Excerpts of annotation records
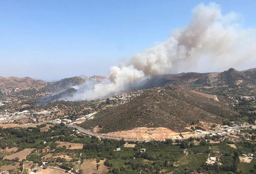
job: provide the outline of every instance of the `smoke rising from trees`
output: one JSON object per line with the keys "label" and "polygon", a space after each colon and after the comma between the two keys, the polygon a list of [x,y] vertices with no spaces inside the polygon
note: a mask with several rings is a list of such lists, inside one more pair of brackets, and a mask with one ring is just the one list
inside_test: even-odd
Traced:
{"label": "smoke rising from trees", "polygon": [[234,12],[222,14],[214,3],[200,4],[192,10],[188,26],[172,31],[164,42],[135,54],[126,66],[112,67],[104,82],[78,90],[68,99],[106,96],[136,86],[152,74],[188,72],[198,66],[229,68],[255,58],[256,30],[236,23],[239,16]]}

Exercise task:
Reproduce the lines of the entries above verbatim, omitting the pictures from your answer.

Correct response:
job: provide the outline of every instance of the `smoke rising from trees`
output: one JSON object per line with the keys "label" and "polygon", a space after each colon and after the comma between the two keys, the polygon a list of [x,y] vertices with no spaces inside the polygon
note: a mask with several rings is a list of such lists, inside one more pair of brackets, and a mask with one ring is just the one list
inside_test: even-odd
Traced:
{"label": "smoke rising from trees", "polygon": [[234,12],[222,14],[214,3],[200,4],[192,10],[188,26],[172,31],[164,42],[135,54],[126,66],[112,67],[104,82],[78,90],[68,99],[106,96],[136,86],[152,74],[188,72],[198,66],[229,68],[255,58],[256,30],[236,23],[239,16]]}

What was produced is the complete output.